Your objective =>
Copy each of the records below character for character, leaving every line unchanged.

Data supplied =>
┏━━

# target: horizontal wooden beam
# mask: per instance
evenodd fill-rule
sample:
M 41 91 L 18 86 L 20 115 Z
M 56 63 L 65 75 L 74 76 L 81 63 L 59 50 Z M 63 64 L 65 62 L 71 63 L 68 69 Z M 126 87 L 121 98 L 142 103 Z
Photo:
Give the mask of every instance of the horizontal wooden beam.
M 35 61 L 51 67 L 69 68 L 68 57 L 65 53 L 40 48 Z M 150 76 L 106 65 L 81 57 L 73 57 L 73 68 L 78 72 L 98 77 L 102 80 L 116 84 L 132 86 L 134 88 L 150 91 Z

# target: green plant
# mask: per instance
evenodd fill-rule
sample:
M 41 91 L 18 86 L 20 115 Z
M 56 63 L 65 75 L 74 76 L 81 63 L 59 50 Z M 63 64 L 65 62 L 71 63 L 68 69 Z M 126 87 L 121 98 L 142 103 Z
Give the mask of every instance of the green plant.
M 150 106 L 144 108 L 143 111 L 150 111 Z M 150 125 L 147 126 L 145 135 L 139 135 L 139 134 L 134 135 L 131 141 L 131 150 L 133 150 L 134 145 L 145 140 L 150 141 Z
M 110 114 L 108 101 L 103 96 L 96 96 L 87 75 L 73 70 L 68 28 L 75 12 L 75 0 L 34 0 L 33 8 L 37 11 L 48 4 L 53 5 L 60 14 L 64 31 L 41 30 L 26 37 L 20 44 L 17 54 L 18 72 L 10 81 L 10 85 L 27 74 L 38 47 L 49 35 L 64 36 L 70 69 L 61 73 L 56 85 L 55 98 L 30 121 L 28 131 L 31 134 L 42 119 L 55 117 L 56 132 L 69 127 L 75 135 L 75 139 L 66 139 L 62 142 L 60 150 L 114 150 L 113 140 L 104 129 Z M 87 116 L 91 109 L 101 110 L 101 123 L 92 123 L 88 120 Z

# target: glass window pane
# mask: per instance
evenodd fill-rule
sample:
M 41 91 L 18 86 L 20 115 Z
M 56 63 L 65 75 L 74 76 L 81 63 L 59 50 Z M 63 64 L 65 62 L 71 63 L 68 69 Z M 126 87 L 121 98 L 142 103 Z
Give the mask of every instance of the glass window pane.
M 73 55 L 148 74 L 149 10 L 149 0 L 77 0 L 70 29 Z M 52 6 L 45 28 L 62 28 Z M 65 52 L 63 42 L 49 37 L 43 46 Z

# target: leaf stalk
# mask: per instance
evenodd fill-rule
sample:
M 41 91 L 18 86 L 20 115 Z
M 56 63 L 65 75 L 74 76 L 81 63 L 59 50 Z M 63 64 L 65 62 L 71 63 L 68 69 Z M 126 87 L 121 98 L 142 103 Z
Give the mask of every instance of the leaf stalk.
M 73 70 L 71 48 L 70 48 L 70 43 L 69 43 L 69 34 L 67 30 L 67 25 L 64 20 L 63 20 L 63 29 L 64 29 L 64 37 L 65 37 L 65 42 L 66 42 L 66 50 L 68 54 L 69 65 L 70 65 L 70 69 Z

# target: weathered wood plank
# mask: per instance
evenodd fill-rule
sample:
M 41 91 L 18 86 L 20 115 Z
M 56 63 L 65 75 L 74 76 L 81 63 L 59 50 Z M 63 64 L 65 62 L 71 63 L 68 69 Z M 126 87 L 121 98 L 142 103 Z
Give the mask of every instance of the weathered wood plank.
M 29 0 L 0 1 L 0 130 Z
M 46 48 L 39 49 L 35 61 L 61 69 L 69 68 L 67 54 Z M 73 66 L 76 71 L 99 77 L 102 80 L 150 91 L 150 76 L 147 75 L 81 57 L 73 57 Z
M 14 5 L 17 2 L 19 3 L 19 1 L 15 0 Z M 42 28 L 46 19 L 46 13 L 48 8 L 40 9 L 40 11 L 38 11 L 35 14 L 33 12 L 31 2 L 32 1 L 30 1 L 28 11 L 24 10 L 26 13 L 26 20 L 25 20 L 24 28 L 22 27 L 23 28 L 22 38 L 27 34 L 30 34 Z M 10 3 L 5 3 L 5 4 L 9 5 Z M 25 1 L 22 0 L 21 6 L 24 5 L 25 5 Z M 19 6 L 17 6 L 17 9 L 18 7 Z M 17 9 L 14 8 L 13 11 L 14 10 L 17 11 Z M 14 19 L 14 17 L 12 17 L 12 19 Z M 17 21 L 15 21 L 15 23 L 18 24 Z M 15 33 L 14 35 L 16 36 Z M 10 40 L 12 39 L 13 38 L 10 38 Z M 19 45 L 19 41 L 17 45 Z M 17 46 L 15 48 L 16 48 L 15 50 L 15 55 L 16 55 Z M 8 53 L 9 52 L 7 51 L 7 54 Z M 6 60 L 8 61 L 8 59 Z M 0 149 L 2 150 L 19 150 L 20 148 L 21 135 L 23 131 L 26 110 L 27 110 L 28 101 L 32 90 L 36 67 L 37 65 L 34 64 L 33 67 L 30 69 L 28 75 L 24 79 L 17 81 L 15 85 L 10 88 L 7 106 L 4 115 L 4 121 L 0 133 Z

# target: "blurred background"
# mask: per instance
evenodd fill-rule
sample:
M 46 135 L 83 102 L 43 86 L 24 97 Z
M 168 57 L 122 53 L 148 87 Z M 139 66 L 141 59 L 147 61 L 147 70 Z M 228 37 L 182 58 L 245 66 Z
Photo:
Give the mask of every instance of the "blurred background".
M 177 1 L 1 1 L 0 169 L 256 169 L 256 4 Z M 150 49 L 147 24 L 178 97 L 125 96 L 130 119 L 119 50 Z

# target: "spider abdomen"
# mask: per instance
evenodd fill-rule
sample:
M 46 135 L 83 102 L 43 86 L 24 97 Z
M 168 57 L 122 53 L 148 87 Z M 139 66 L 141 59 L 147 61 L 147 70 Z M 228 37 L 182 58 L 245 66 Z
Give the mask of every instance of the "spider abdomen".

┗━━

Right answer =>
# target: horizontal wooden beam
# mask: per instance
evenodd fill-rule
sample:
M 41 91 L 18 86 L 20 115 Z
M 56 63 L 65 75 L 74 76 L 81 63 L 59 50 Z M 63 64 L 65 62 L 71 63 L 68 69 Z M 126 87 L 121 98 L 142 103 Z
Photo:
Give the mask of every instance of the horizontal wooden beam.
M 35 61 L 51 67 L 69 68 L 68 57 L 65 53 L 40 48 Z M 150 76 L 106 65 L 81 57 L 73 57 L 73 68 L 78 72 L 98 77 L 102 80 L 116 84 L 132 86 L 134 88 L 150 91 Z

# target: green plant
# mask: per instance
evenodd fill-rule
sample:
M 41 91 L 18 86 L 20 115 Z
M 56 63 L 65 75 L 74 76 L 81 63 L 59 50 Z M 63 64 L 65 62 L 71 63 L 68 69 Z M 126 87 L 121 98 L 142 103 Z
Give the mask of every instance of the green plant.
M 150 106 L 144 108 L 143 111 L 150 111 Z M 150 125 L 147 126 L 145 135 L 139 135 L 139 134 L 134 135 L 131 141 L 131 150 L 133 150 L 134 145 L 145 140 L 150 141 Z
M 110 114 L 108 101 L 103 96 L 96 96 L 87 75 L 73 70 L 68 28 L 75 12 L 75 0 L 34 0 L 33 8 L 37 11 L 48 4 L 53 5 L 60 14 L 64 31 L 41 30 L 26 37 L 20 44 L 17 54 L 18 72 L 10 81 L 10 85 L 27 74 L 38 47 L 49 35 L 64 36 L 70 69 L 61 73 L 56 85 L 55 98 L 30 121 L 28 131 L 31 134 L 42 119 L 55 117 L 56 132 L 69 127 L 75 135 L 75 139 L 66 139 L 62 142 L 60 150 L 114 150 L 113 140 L 104 129 Z M 87 116 L 91 109 L 101 110 L 101 123 L 92 123 L 88 120 Z

# target: glass window pane
# mask: per instance
evenodd fill-rule
sample:
M 41 91 L 18 86 L 20 115 Z
M 56 63 L 65 75 L 74 76 L 81 63 L 59 50 Z M 63 64 L 65 62 L 71 63 L 68 69 Z M 126 87 L 121 98 L 142 103 Z
Give the mask of every instance of the glass window pane.
M 73 55 L 148 74 L 149 10 L 149 0 L 77 0 L 70 29 Z M 52 6 L 45 28 L 62 28 Z M 65 52 L 63 42 L 49 37 L 43 46 Z

# target: leaf stalk
# mask: per instance
evenodd fill-rule
sample:
M 41 91 L 18 86 L 20 115 Z
M 56 63 L 65 75 L 74 76 L 81 63 L 59 50 Z M 63 64 L 65 62 L 71 63 L 68 69 Z M 126 87 L 121 98 L 142 103 Z
Give the mask of every instance of the leaf stalk.
M 73 70 L 71 48 L 70 48 L 70 43 L 69 43 L 69 34 L 67 30 L 67 25 L 64 20 L 63 20 L 63 29 L 64 29 L 64 37 L 65 37 L 65 42 L 66 42 L 66 50 L 68 54 L 69 65 L 70 65 L 70 69 Z

# target: weathered wood plank
# mask: per instance
evenodd fill-rule
sample:
M 41 91 L 18 86 L 20 115 Z
M 56 63 L 65 75 L 74 76 L 81 63 L 59 50 Z M 63 64 L 65 62 L 71 63 L 68 69 Z M 126 87 L 121 98 L 142 103 Z
Give the mask of every instance of the weathered wood plank.
M 29 0 L 0 1 L 0 130 Z
M 46 48 L 39 49 L 35 61 L 61 69 L 69 68 L 67 54 Z M 73 66 L 76 71 L 99 77 L 102 80 L 150 91 L 150 76 L 147 75 L 81 57 L 73 57 Z
M 14 5 L 17 2 L 19 3 L 19 1 L 15 0 Z M 42 28 L 46 19 L 46 13 L 48 8 L 40 9 L 40 11 L 38 11 L 35 14 L 33 12 L 31 2 L 32 1 L 30 1 L 28 11 L 24 10 L 26 13 L 26 20 L 25 20 L 24 28 L 22 27 L 23 28 L 22 38 L 27 34 L 30 34 Z M 10 3 L 5 3 L 5 4 L 9 5 Z M 25 1 L 22 0 L 21 6 L 24 5 L 25 5 Z M 19 6 L 17 6 L 17 9 L 18 7 Z M 17 9 L 14 8 L 13 11 L 14 10 L 17 11 Z M 14 19 L 14 17 L 12 17 L 12 19 Z M 17 21 L 15 21 L 15 23 L 18 24 Z M 15 33 L 14 35 L 16 36 Z M 10 40 L 12 39 L 13 38 L 10 38 Z M 19 45 L 19 41 L 17 45 Z M 17 46 L 15 48 L 16 48 L 15 50 L 15 55 L 16 55 Z M 8 53 L 9 52 L 7 51 L 7 54 Z M 6 60 L 8 61 L 8 59 Z M 0 149 L 2 150 L 19 150 L 20 148 L 21 135 L 23 131 L 26 110 L 27 110 L 28 101 L 32 90 L 36 67 L 37 65 L 34 64 L 33 67 L 30 69 L 28 75 L 24 79 L 17 81 L 15 85 L 10 88 L 7 106 L 4 115 L 4 121 L 0 133 Z

# target: "blurred background"
# mask: per instance
evenodd fill-rule
sample:
M 46 135 L 83 102 L 43 86 L 24 97 Z
M 168 57 L 122 53 L 148 87 Z M 139 66 L 141 59 L 147 61 L 147 70 Z M 228 37 L 182 58 L 245 66 Z
Photo:
Give the mask of every instance of the "blurred background".
M 177 1 L 1 1 L 0 169 L 256 169 L 256 4 Z M 150 49 L 147 24 L 178 97 L 125 96 L 130 119 L 119 50 Z

# target: "spider abdomen"
# mask: per instance
evenodd fill-rule
sample:
M 46 135 L 83 102 L 43 86 L 24 97 Z
M 168 57 L 122 53 L 148 87 Z M 139 66 L 141 59 L 147 61 L 147 70 Z M 228 37 L 182 58 L 245 66 Z
Give the mask of every instance of the "spider abdomen".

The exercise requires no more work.